Your tasks.
(1) Reproduce the part of the MJO post between "I believe what" and "of this winter.", inclusive.
(2) Write the next part of the MJO post, picking up after its last sentence.

Source passage.
Begin

Good post by @bluewave regarding the warm waters by Australia. I tend to think it might want to linger in P5 because the mjo is convection and loves warm waters. One of the reasons why we spent most of December in P2 was the warm waters creating a standing wave. 
 

 

I believe what happens with this mjo wave will hold the fate for what happens at the end of January into February. The roundy plots and vp maps  have this entering p7 by the 20th. 
1F9F8D64-2C99-4A63-AD0C-D11CDD2C102C.thumb.png.7d91f4149d6228212fc19efd066cd276.png

7C7D4010-C7BB-41D6-9065-50D0B35EE8B9.thumb.png.319710905f0d7d173acb47e0d2d69fb9.png

@tombo82685 stated to me that the jma keeps this in p5 to the start of January and the CFS gets it into p8. Definitely the reason for their differences regarding the rest of this winter.

End

Record list.
Begin

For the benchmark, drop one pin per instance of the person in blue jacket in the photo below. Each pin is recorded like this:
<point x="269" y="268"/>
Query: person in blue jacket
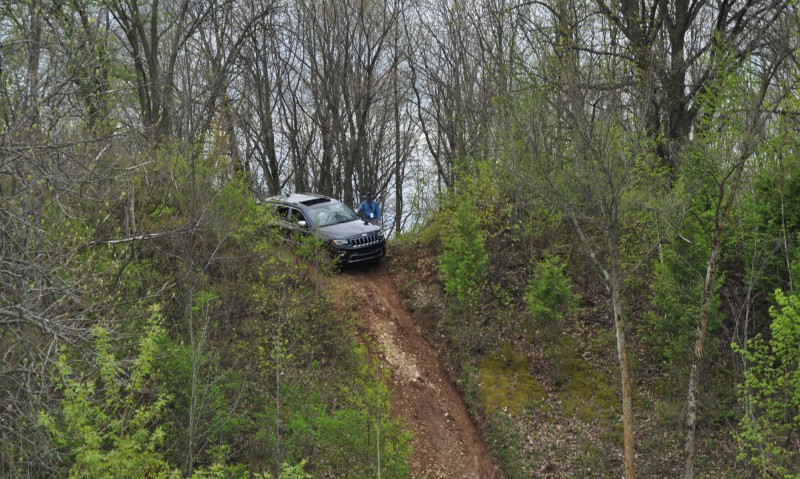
<point x="372" y="212"/>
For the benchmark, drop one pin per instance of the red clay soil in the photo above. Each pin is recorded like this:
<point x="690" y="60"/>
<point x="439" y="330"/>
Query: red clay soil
<point x="446" y="442"/>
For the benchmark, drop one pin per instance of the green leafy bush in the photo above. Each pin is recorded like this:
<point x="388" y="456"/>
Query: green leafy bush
<point x="549" y="296"/>
<point x="463" y="262"/>
<point x="769" y="430"/>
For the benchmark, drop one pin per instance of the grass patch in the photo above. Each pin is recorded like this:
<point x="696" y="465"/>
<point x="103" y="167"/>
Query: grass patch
<point x="506" y="384"/>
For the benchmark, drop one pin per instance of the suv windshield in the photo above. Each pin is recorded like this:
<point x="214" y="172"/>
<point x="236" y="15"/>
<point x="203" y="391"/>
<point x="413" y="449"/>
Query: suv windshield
<point x="332" y="214"/>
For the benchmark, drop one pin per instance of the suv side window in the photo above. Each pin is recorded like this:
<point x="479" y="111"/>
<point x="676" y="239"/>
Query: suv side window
<point x="290" y="215"/>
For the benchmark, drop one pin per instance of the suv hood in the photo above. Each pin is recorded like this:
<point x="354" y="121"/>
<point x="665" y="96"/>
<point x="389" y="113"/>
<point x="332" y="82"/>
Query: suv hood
<point x="351" y="229"/>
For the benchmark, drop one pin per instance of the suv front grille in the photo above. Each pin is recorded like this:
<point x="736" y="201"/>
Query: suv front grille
<point x="366" y="240"/>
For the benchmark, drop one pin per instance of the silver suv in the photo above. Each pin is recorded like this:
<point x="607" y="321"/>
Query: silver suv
<point x="350" y="239"/>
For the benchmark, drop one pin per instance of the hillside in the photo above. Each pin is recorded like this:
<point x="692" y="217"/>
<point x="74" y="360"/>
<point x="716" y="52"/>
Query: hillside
<point x="446" y="442"/>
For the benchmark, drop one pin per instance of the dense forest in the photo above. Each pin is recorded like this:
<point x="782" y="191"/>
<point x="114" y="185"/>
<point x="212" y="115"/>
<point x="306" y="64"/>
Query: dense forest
<point x="609" y="192"/>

End

Written answers.
(1)
I believe what happens with this mjo wave will hold the fate for what happens at the end of January into February. The roundy plots and vp maps  have this entering p7 by the 20th. 
1F9F8D64-2C99-4A63-AD0C-D11CDD2C102C.thumb.png.7d91f4149d6228212fc19efd066cd276.png

7C7D4010-C7BB-41D6-9065-50D0B35EE8B9.thumb.png.319710905f0d7d173acb47e0d2d69fb9.png

@tombo82685 stated to me that the jma keeps this in p5 to the start of January and the CFS gets it into p8. Definitely the reason for their differences regarding the rest of this winter.

(2)
The MJO will certainly be an integral aspect of the entire momentum budget. As I noted pre-season, there were many variables likely to be fundamentally unfavorable for most of the season. Some of those background indicators should improve late-winter [e.g., the QBO]; however, the amelioration in the pattern may only be into a fair/mediocre one [though this would be improved versus the Dec-Jan mean pattern]. Many (not all) of the analogs I examined pre-season would tend to indicate a MJO circuit through 5-6-7, with diminution in 7+ beyond. As an aside, sometimes the background state overwhelms even a favorable MJO circuit. For example, last winter, we did have a 8-1-2 passage late winter, which improved the pattern, but not significantly so. The momentum transports have been unpropitious this winter, and we would need a quite significant vicissitude in that. All said, late winter should *improve* versus Dec-Jan as I've said.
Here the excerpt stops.